* **Consegna**
Riscrivi tutte le righe riportate qui sotto sotto forma di elenco numerato, omettendo quelle vuote. Escludi le immagini dalla risposta.

* **Righe elencate**
_ _ _ _ _ _ _
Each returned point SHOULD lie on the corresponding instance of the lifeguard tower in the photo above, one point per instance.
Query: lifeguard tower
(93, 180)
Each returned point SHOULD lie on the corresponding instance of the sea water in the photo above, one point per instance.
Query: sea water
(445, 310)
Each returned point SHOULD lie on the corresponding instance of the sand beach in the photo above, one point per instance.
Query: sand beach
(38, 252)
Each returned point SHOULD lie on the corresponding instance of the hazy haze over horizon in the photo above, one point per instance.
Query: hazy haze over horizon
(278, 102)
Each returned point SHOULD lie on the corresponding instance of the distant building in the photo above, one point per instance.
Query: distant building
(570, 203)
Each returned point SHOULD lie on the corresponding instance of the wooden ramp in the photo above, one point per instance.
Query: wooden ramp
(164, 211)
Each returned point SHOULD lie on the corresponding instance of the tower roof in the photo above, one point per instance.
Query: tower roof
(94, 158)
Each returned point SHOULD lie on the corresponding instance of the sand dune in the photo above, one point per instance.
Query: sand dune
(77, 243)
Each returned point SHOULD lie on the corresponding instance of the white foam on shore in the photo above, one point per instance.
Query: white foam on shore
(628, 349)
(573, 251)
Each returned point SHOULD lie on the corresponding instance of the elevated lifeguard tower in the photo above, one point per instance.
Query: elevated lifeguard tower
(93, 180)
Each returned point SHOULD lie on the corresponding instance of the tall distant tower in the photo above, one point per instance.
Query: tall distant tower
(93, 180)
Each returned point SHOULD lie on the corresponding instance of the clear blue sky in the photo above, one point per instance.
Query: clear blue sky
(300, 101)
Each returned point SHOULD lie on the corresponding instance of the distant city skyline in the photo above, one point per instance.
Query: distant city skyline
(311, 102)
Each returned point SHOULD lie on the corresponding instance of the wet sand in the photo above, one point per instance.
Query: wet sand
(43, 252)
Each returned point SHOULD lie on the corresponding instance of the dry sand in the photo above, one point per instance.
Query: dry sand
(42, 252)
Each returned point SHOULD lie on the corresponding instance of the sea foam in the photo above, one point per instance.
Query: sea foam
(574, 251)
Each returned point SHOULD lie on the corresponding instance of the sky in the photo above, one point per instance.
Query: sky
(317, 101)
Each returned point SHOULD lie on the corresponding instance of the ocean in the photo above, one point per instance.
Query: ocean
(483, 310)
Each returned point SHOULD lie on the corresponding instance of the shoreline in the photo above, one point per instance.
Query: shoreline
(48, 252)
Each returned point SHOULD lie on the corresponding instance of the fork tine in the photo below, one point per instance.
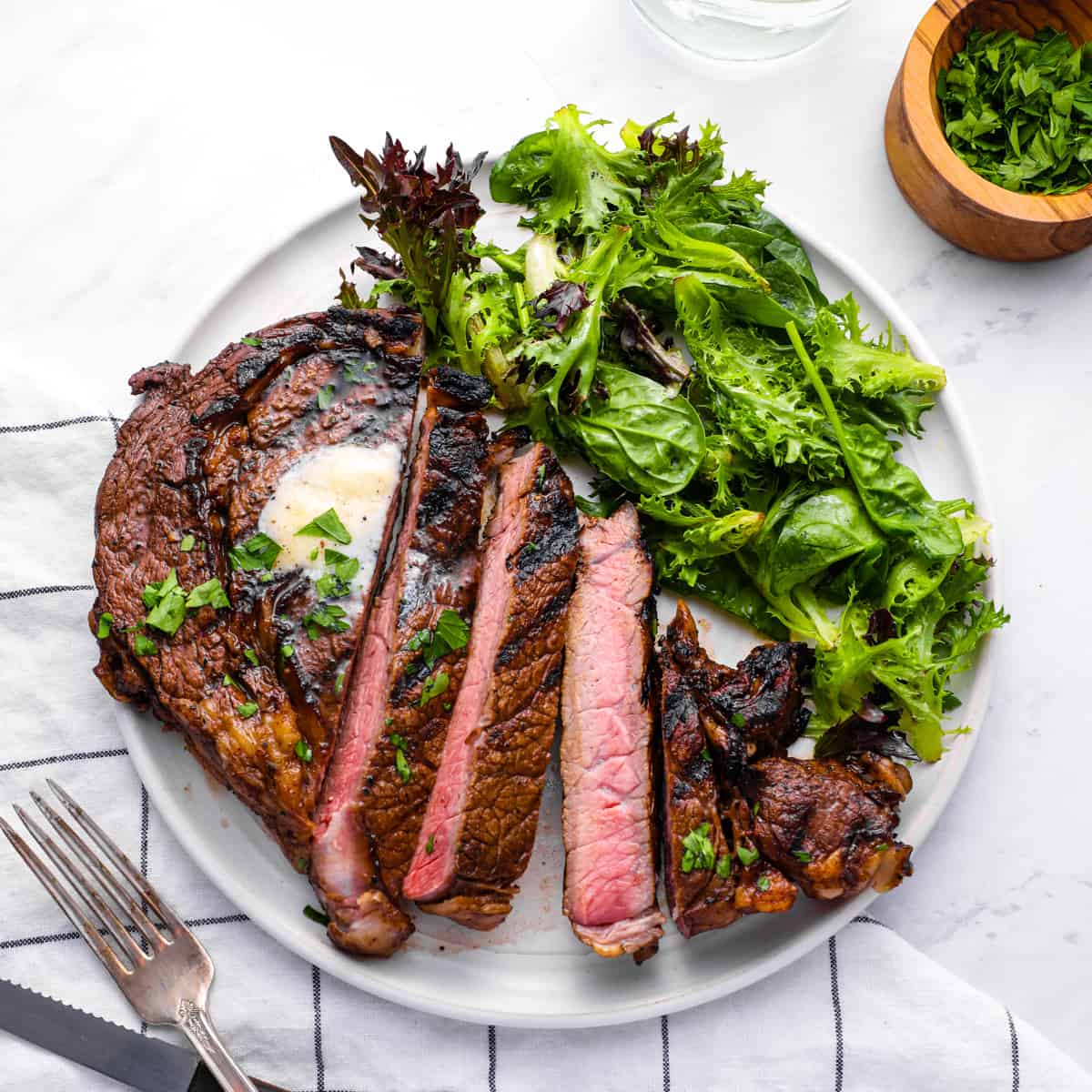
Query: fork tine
(117, 895)
(120, 861)
(85, 888)
(82, 924)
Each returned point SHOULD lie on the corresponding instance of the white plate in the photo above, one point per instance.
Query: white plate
(531, 971)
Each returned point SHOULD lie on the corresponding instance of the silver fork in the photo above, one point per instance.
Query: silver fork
(167, 986)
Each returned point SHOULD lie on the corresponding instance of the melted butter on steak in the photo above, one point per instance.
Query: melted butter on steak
(356, 481)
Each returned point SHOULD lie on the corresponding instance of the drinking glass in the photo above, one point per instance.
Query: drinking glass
(743, 30)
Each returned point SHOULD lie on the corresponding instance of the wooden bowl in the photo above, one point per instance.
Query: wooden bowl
(943, 190)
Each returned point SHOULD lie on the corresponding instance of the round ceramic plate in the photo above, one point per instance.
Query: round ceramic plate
(531, 971)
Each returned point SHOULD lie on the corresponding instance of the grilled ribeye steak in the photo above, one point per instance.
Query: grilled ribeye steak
(410, 670)
(713, 871)
(480, 827)
(607, 716)
(700, 895)
(203, 464)
(830, 824)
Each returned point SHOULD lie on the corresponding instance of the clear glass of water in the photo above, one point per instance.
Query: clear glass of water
(743, 30)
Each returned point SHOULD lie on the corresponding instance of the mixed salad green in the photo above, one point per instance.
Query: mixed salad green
(661, 322)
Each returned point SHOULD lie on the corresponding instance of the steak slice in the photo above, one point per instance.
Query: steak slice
(202, 457)
(830, 824)
(372, 802)
(480, 827)
(700, 895)
(607, 719)
(713, 871)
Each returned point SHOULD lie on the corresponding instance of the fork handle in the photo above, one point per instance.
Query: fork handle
(201, 1033)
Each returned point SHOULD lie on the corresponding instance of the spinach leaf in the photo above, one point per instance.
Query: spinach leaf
(638, 435)
(820, 532)
(893, 494)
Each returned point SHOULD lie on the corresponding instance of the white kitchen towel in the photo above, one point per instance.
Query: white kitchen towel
(865, 1013)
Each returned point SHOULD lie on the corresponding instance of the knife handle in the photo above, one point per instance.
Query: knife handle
(201, 1033)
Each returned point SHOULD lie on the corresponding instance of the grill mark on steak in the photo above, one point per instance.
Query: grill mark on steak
(188, 462)
(606, 743)
(480, 827)
(369, 819)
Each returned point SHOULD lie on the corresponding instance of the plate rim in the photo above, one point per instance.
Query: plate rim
(349, 971)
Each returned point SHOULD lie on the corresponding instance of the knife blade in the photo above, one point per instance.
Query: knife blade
(140, 1062)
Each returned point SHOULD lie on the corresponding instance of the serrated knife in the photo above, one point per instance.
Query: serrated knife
(136, 1060)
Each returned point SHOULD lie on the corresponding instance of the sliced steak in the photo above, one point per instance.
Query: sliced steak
(831, 825)
(700, 896)
(392, 733)
(480, 827)
(713, 872)
(197, 465)
(607, 714)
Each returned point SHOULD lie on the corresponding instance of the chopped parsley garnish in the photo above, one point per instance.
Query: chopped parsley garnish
(452, 629)
(698, 850)
(327, 525)
(334, 582)
(326, 616)
(746, 855)
(167, 603)
(451, 633)
(402, 765)
(328, 587)
(316, 915)
(208, 594)
(434, 687)
(259, 551)
(356, 371)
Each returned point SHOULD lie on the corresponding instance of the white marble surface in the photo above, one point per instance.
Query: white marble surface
(152, 152)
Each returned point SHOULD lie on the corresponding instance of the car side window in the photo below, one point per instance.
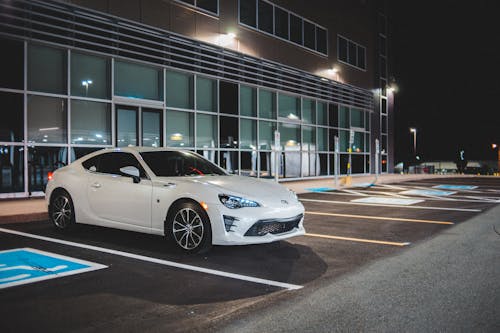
_ _ _ _ _ _ _
* **Risultato finale**
1. Each returned point SHOULD lie on the corresponding instance of the lifeguard tower in the photo above, one point per instance.
2. Query: lifeguard tower
3. (93, 180)
4. Each returned point SHOULD lie on the corresponding instance of the sea water in the photo above, one point per instance.
5. Query: sea water
6. (445, 310)
7. Each returned point SHOULD lie on the corresponding instance of the sand beach in the photo above, one point per instance.
8. Query: sand beach
9. (38, 252)
10. Each returned point SHOULD lie on the corresponding instance of the hazy haze over horizon in the photo above, one point per instance.
11. Query: hazy haze over horizon
12. (278, 102)
13. Each returned point SHOULD lie on the corresponding instance of the distant building in the photo above, one point per instance.
14. Query: distant building
15. (570, 203)
16. Each returned point SHOULD lie on the corresponding instance of the wooden ramp in the photo above, one point per instance.
17. Query: wooden ramp
18. (164, 211)
19. Each returned point SHOULD lie on the corresponding instance of the tower roof in the photo above, one point per instance.
20. Query: tower roof
21. (94, 158)
22. Each returned point SHOULD lie on the corresponding instance of the sand dune in the photo above, one point per instance.
23. Query: sand dune
24. (77, 243)
25. Each returned point SHOULD lie on the corresponding instance of the white foam on shore in the photo above, one point per instance.
26. Query: white foam on shore
27. (628, 349)
28. (573, 251)
29. Each returned point SHOULD lie on the corresponding instance of the elevated lifeguard tower in the photo above, one point per instance.
30. Query: elevated lifeguard tower
31. (93, 180)
32. Each returned point SHOULD lie on the corresponding instance of the tall distant tower in the photo above, one point per instance.
33. Query: tall distant tower
34. (93, 180)
35. Each returned point SHOULD lie on the corresponding instance of the clear blue sky in the photo above, one point per instance.
36. Query: clear blue sky
37. (300, 101)
38. Each returned point SHOULD lie on the corresponding instance of the distant city skyline in the photo above, one point per instance.
39. Query: distant city skyline
40. (311, 102)
41. Each returned point SHOULD lie on the corresponding instance of the wet sand in the photo above, one point per instance.
42. Query: wet sand
43. (43, 252)
44. Each returned point SHOULD lie on the corresponding instance of the dry sand in the photo above, one point per instance.
45. Query: dry sand
46. (42, 252)
47. Each returned point SHOULD lie on the corresponding instance of the sea foam in the photo above, one point per instance.
48. Query: sea foam
49. (574, 251)
50. Each returned point SHOULD lie on the corresponding instance of the sky in the photo above, one point per instance.
51. Query: sky
52. (317, 101)
53. Each returned point SHOULD lie on the corresponding instance of the ocean in the photo above, one point per instance.
54. Query: ocean
55. (483, 310)
56. Each returned point SHOULD lie on the corresponding instance of the shoreline in the photo above, one point per instance.
57. Query: shoreline
58. (48, 252)
59. Each returned point SHOULD lie on the corresponding instance of the fork tine in the photo below, one point per instance.
60. Query: fork tine
61. (117, 895)
62. (120, 861)
63. (85, 888)
64. (82, 924)
65. Each returned point SHOULD lie on the corresponding instance of the white plate in the photo above, one point per instance.
66. Query: white plate
67. (531, 971)
68. Each returned point SHOULD lie on the corresponding instance of the silver fork in the photo above, one point per instance.
69. Query: silver fork
70. (167, 986)
71. Each returned point SHOULD lie on the corresponding instance of the melted butter on steak in the photo above, one point per instance.
72. Query: melted butter on steak
73. (356, 481)
74. Each returned point SHOULD lie on the corresponding instance of the drinking glass in the photo above, one point per instance.
75. Query: drinking glass
76. (743, 30)
77. Each returned point SHOULD lie on the corresponding instance of the wooden bowl in the photo above, one point per instance.
78. Query: wooden bowl
79. (943, 190)
80. Each returned point SHOULD lie on the corresponding instance of the round ceramic plate in the photo above, one point per instance.
81. Query: round ceramic plate
82. (531, 971)
83. Each returned point SHOULD lie on the corresponding instance of the grilled ribeye steak in the photo above, one point per instance.
84. Query: grilled ribeye steak
85. (410, 670)
86. (713, 871)
87. (480, 827)
88. (607, 716)
89. (700, 895)
90. (203, 464)
91. (830, 824)
92. Each returned point SHOULD lie on the corresponding instance of the clear glass of water in the photo above, one point per instance.
93. Query: clear glass of water
94. (743, 30)
95. Each returned point SHOULD lie on the corresponding instance of the mixed salad green in the photo above, one point per instance.
96. Query: mixed salad green
97. (661, 322)
98. Each returned point SHOULD lie on the corresponding instance of the steak slice in the photo above, one point per instance.
99. Query: steak slice
100. (202, 457)
101. (830, 824)
102. (372, 802)
103. (480, 827)
104. (700, 895)
105. (607, 719)
106. (713, 871)
107. Each returned point SHOULD lie on the corresponding instance of the fork handle in the photo above, one point per instance.
108. Query: fork handle
109. (201, 1033)
110. Each returned point SHOULD lie on the corresponding instance of the spinach leaf in the photo above, one point per instance.
111. Query: spinach leaf
112. (638, 435)
113. (820, 532)
114. (893, 494)
115. Each returned point SHOULD lie on the corresponding instance of the white kitchen towel in the photo above, one point per instance.
116. Query: white kitchen towel
117. (865, 1013)
118. Each returned point SHOULD lie on the corresponding instance of the knife handle in the photo above, one point per instance.
119. Query: knife handle
120. (201, 1033)
121. Each returned point SHOULD lie on the corresponding instance of the grill mark on steak in the photo above, one point per instance.
122. Query: grill mark on steak
123. (188, 462)
124. (606, 743)
125. (480, 827)
126. (369, 819)
127. Each returned point SHOULD lie on the corresponding instance of the plate rim in the photo above, one point per instance.
128. Query: plate rim
129. (349, 971)
130. Each returned point SHOULD lie on the corresponding instance of the knife blade in the photo above, one point per instance.
131. Query: knife blade
132. (140, 1062)
133. Each returned point SHOULD lie on the corresponding instance of the serrated knife in the photo above, one point per instance.
134. Query: serrated knife
135. (136, 1060)
136. Each returned point SHOULD lie on the corresponding instance of the sliced steak in the photo above, one point per instance.
137. Query: sliced steak
138. (831, 825)
139. (700, 896)
140. (392, 733)
141. (480, 827)
142. (713, 872)
143. (197, 465)
144. (607, 714)
145. Each returned point SHOULD lie on the corresponding instance of the chopped parsley garnish in the photo above, one point per instance.
146. Query: chopped parsley garnish
147. (452, 629)
148. (698, 850)
149. (327, 525)
150. (334, 582)
151. (326, 616)
152. (746, 855)
153. (167, 603)
154. (451, 633)
155. (402, 765)
156. (328, 587)
157. (316, 915)
158. (208, 594)
159. (434, 687)
160. (259, 551)
161. (356, 371)
162. Each returned point SHOULD lie on the corresponding instance of the white marble surface in the photo above, one point per instance.
163. Query: white marble surface
164. (152, 152)
165. Each returned point SHOULD lie on the corresponding instance of the car side window in the photo below, one point per instance.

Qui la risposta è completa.